━━ Text section
# First Tombstone



## Scary Godmother (Oct 13, 2007)

Here is our first attempt at making a tombstone. Let me know what you think. We had a little trouble with the spray paint soaking through the pattern we used for the headless horseman, so he did not come at as well as we would have liked, same goes for the letters. Still, we are pretty pleased with the overall results. We have been debating back and forth about trying to age it some. Any suggestions or comments? Please excuse the laundry detergent bottle in the background, I wasn't able to crop it out! Thanks.:jol:

http://s243.photobucket.com/albums/ff275/ScaryGodmother_2007/?action=view&current=100_0037.jpg


----------



## Lady Nyxie (Aug 30, 2006)

Holy cow! Why would you be anything but tremendously pleased? It turned out very well (even with the detergent bottle in the background - hehehehe).


----------



## Scary Godmother (Oct 13, 2007)
━━━━
━━ Given entries
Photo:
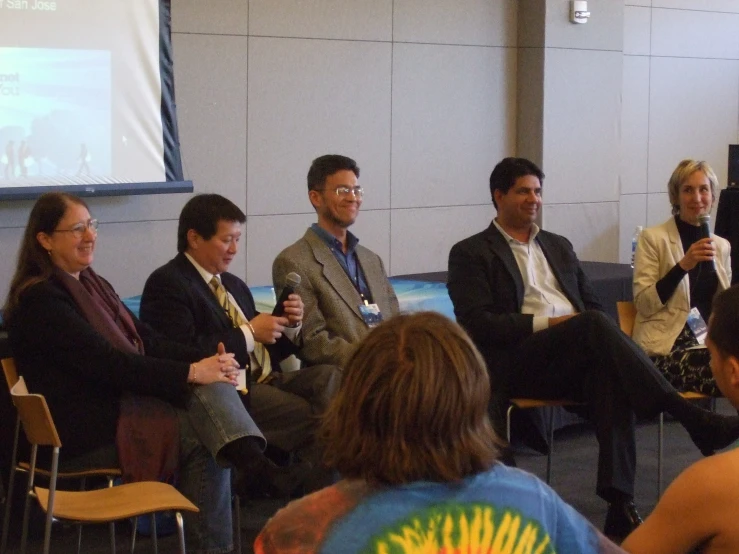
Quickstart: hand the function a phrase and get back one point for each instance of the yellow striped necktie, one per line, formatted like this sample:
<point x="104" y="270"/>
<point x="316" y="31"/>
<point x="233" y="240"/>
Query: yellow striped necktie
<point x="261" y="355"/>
━━━━
━━ Given entries
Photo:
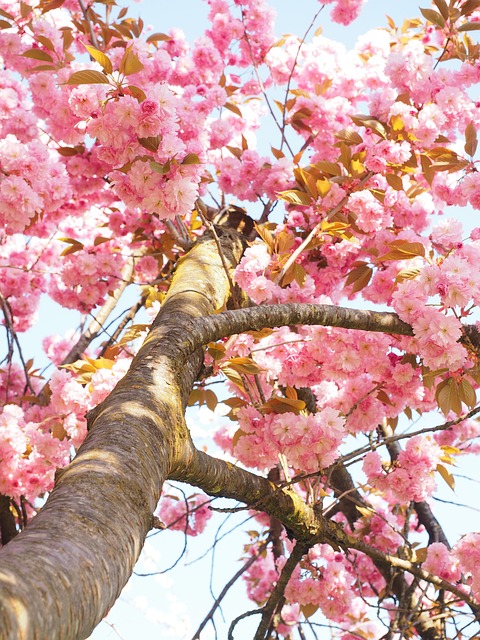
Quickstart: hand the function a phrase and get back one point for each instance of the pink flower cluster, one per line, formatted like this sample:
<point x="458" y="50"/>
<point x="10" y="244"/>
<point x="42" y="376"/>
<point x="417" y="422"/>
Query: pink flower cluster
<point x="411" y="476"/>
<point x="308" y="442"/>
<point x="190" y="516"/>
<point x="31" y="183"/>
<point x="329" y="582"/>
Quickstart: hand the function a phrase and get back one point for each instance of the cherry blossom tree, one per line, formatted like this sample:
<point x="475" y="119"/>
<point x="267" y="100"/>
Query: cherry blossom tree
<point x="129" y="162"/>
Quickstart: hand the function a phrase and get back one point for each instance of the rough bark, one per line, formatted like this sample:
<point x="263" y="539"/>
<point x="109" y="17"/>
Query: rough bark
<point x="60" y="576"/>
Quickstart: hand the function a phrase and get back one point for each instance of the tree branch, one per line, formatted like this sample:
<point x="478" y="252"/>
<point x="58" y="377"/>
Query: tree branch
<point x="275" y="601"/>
━━━━
▶ _Short problem_: Please carry on the forum thread about the first homemade tombstone from the point where it stops.

▶ _Written response_:
Lady Nyxie said:


> Holy cow! Why would you be anything but tremendously pleased? It turned out very well (even with the detergent bottle in the background - hehehehe).


Thanks so much! I guess because I see so many on here that look so real and professional, I will always compare to those. I am very pleased though!


----------



## sharpobject (May 7, 2008)

I think it turned out good - I like it.


----------



## Scary Godmother (Oct 13, 2007)

Than:devil:ks SharpObject!


----------



## Aelwyn (Jul 7, 2008)

Very nice! I love the headless horseman at the top!


----------



## Scary Godmother (Oct 13, 2007)

Thanks Aelwyn!:jol:


----------



## Lotus (Nov 12, 2004)

That pumpkin is smiling which is awesome


----------



## spideranne (Jul 17, 2006)

That's really nice. I like that the horseman is not perfectly crisp, it's more like an old stone that way.


----------



## Spooky1 (Aug 25, 2008)

I think it looks great.


----------



## cerinad (Jun 23, 2008)

Hey that is too cool! Very nice job!


----------



## Monk (Aug 26, 2008)

Nice work.


----------



## dynoflyer (Oct 8, 2006)

I like it, good job!


----------



## Lilly (Jun 13, 2006)

Looks very nice SG..
Like spideranne said looks more of anold stone the way it is..
good job


----------



## NickG (Sep 12, 2006)

yup - looks good to me.


----------



## samhayne (Jul 3, 2008)

Great work !!!


----------



## Scary Godmother (Oct 13, 2007)

Thanks Everyone!:smileton:


----------



## Uruk-Hai (Nov 4, 2006)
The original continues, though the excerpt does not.